Reading passage —

A woman who'd come from New York — who'd left tech to write and make films — said she'd just finished her first short film. She'd submitted it everywhere. And she'd gotten nothing back but rejections. Heartbreaking was the word she used. The question she brought: How do you keep going when everything is telling you to stop?
I looked around the circle. Maybe forty people. And I thought: how many of these folks are in the middle of something?
Not a crisis or a breakdown. Just... between.
I've hosted a lot of these walks.
I've been on the trail when someone realizes mid-sentence that they need to leave a relationship. I've walked next to people who are rebuilding after losing a job, a marriage, a version of themselves they'd been carrying for twenty years.
But that morning hit differently, because I wasn't just witnessing one person in the in-between.
I was witnessing everyone.
Later on the trail, past the point where the path opens up and the city gets quieter, I found myself in a conversation with a woman who had been in what she described as a marriage that wasn't good for a very long time. She didn't dramatize it.
She just said: I made myself smaller and smaller and smaller. And I forgot who I was.
She said she wasn't sure she had a choice anymore. That leaving had started to feel like the only thing left to do, not a decision so much as an exhale. She'd been slowly reclaiming herself ever since.
She said the first time she'd tried something like this walk, she'd given herself five minutes. "Stay five minutes, talk to one person, and if you hate it, go."
One person anchored her. She stayed.
I thought about the Denver man in the opening circle, the bird at 6:05, the question about home.
I thought about the woman on sabbatical, asking how to stay human.

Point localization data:
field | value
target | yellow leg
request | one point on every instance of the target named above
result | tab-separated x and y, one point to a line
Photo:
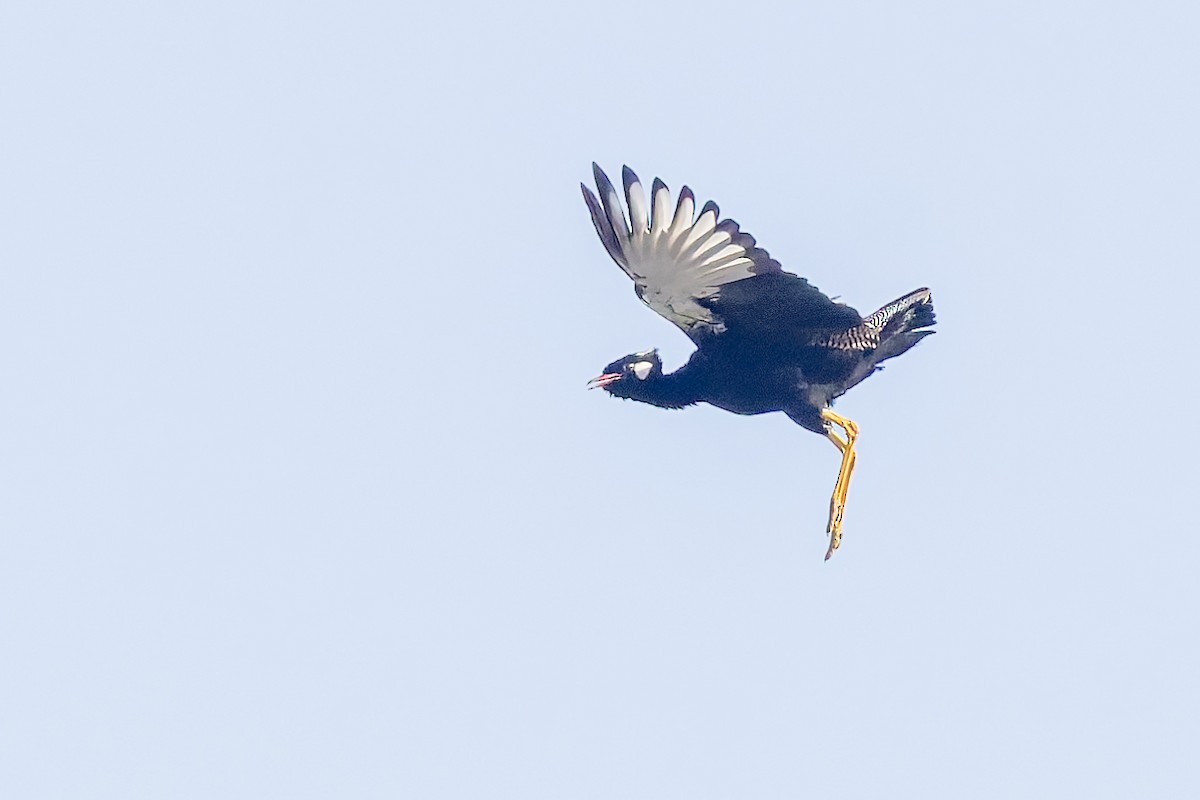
841	488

Your instructions —
Continue the piece about the group walk, starting after its final sentence. The entries have no connection to the text.

Response —
I thought about the filmmaker, asking how you keep going despite rejection.
And I thought about the guy in the parking lot, describing his burning building of a new job with a laugh that was half-genuine and half-cover.
Here's what I've come to understand about the walk: it doesn't solve anything.
That's not a knock on it. That's actually what makes it work.
It's not therapy. It's not a seminar. Nobody's going to hand you a framework for the chapter you're in the middle of.
What the trail does is something simpler and, in my experience, rarer:
It gives you two and a half hours in which your current chapter is allowed to exist without apology. You can say I'm in-between and have that be the whole answer. You don't have to know what comes next to be welcome here.
The woman who forgot herself didn't figure anything out on the trail. She just said it out loud, and someone said amen, and they kept walking.
That's it. That's the whole thing.
The filmmaker didn't get a breakthrough on how to handle rejection. But she asked the question out loud to a circle of forty strangers, and at least a dozen of them felt it in their chests like she was asking it for them, too.
The man from Denver is going to move to Austin in August. He's going to find out what home means when you build it on purpose, later in life, with intention. I hope he comes back to the walk when he does.
I try not to count the people before the walk starts.
But afterward, walking back to the parking lot, I always find myself thinking about all the different lives that just spent two and a half hours in the same space.
The same mile markers, the same foggy Austin morning, the same trail going in and going back.
People in new cities. People in new jobs. People leaving things behind. People not yet sure what they're moving toward. People who showed up for the bird and the community and the questions they've been carrying for months.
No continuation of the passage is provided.